» ENTRIES
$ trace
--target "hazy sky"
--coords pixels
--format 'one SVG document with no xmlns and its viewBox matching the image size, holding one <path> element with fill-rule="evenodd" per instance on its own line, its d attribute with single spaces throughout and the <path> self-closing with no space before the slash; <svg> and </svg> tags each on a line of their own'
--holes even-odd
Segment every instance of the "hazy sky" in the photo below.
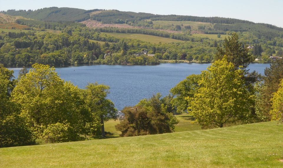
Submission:
<svg viewBox="0 0 283 168">
<path fill-rule="evenodd" d="M 283 27 L 282 0 L 0 0 L 0 4 L 1 11 L 35 10 L 52 6 L 86 10 L 116 9 L 161 14 L 230 17 Z"/>
</svg>

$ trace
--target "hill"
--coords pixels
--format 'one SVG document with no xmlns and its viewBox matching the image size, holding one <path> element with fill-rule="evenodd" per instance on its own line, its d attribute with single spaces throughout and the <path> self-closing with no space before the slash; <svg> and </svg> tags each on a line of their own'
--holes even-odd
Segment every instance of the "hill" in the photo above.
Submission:
<svg viewBox="0 0 283 168">
<path fill-rule="evenodd" d="M 82 22 L 91 27 L 147 28 L 152 30 L 188 32 L 191 34 L 226 34 L 227 31 L 250 32 L 257 38 L 268 40 L 283 37 L 283 28 L 268 24 L 218 17 L 161 15 L 118 10 L 86 10 L 70 8 L 46 8 L 34 11 L 9 10 L 1 12 L 39 20 Z M 107 25 L 106 25 L 107 24 Z M 168 31 L 167 31 L 168 32 Z M 175 32 L 172 32 L 174 33 Z"/>
<path fill-rule="evenodd" d="M 9 10 L 6 12 L 2 11 L 1 13 L 46 21 L 81 22 L 89 18 L 88 13 L 96 10 L 87 11 L 76 8 L 51 7 L 34 11 Z"/>
<path fill-rule="evenodd" d="M 0 167 L 280 167 L 283 125 L 0 149 Z"/>
</svg>

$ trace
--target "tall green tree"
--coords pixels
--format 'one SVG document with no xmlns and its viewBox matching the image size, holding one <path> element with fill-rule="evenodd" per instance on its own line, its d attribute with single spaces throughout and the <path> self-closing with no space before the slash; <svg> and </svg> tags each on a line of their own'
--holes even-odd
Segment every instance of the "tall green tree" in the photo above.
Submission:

» THE PROBLEM
Pull out every line of the records above that contains the string "target". Case matters.

» SOLVED PROBLEM
--target "hazy sky"
--target "hill"
--target "tall green tree"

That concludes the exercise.